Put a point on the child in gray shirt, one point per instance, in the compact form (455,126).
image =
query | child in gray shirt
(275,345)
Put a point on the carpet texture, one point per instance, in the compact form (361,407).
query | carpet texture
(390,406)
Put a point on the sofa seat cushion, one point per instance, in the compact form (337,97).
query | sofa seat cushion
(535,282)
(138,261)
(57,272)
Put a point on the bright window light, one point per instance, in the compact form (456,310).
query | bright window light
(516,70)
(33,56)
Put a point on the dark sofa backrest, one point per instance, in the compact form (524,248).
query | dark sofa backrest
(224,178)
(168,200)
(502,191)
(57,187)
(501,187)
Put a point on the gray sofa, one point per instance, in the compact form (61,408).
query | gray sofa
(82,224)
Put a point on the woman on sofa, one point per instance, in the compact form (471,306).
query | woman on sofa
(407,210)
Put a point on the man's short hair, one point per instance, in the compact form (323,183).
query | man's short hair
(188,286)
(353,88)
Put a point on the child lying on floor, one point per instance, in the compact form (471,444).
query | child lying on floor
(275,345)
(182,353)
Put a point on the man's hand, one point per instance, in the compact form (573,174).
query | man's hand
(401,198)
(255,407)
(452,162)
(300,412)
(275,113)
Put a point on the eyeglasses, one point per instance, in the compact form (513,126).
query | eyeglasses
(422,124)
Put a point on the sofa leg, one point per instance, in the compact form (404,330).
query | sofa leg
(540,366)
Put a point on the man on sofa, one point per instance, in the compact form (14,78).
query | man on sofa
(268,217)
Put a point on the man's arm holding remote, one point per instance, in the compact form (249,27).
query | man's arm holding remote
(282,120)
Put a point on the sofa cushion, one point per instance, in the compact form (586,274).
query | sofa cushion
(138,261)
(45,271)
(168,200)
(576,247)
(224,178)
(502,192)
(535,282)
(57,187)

#### Work instructions:
The entries above must be returned exactly.

#### Reply:
Put a point on the child in gray shirt, one point per instance, in the compact form (455,126).
image =
query | child in gray shirt
(275,345)
Put a point on the carpet texture, one point per instance, in the compact form (361,407).
query | carpet texture
(390,406)
Put a point on the sofa seat cushion, one point per instance, in the compact form (337,97).
query | sofa seat cushion
(535,282)
(138,261)
(57,272)
Put a point on the bright window light, one point per instance, in the compact form (456,310).
query | bright window light
(516,70)
(33,56)
Put a point on the dark sofa backrest, one point per instance, in the compact form (524,248).
query | dark sofa backrest
(224,178)
(168,200)
(502,191)
(57,187)
(501,187)
Put a point on the gray sofa, one point per instance, in the compact form (61,408).
query | gray sofa
(82,224)
Put a point on the woman on sofa, one point per instance, in the compact form (471,306).
query | woman on sofa
(407,210)
Put a point on the man's short hair, one point per instance, in the compact form (323,183).
query | man's short hair
(188,286)
(353,88)
Put a point on the child lying on floor, one point per instance, in the compact form (471,444).
query | child lying on floor
(275,345)
(182,353)
Put a point on the man's hand, one point per instance, in the compact form (573,174).
query | man's hand
(401,198)
(255,407)
(452,162)
(300,412)
(275,113)
Put a point on the eyeglasses, one point per instance, in the compact form (513,126).
query | eyeglasses
(422,124)
Put a point on the sofa leg, one point per instance, in the compact form (404,330).
query | sofa leg
(540,366)
Put a point on the man on sofa, one point per instance, in the compact form (14,78).
query | man on sofa
(268,217)
Put a point on the man's arm holding remote, one point per instance, in the compact form (249,27).
query | man's arm holding remote
(282,120)
Put a point on the sofa cushion, one point per instance, in the compact form (586,274).
query | sofa cushion
(138,261)
(45,271)
(168,200)
(576,247)
(224,178)
(502,192)
(535,282)
(57,187)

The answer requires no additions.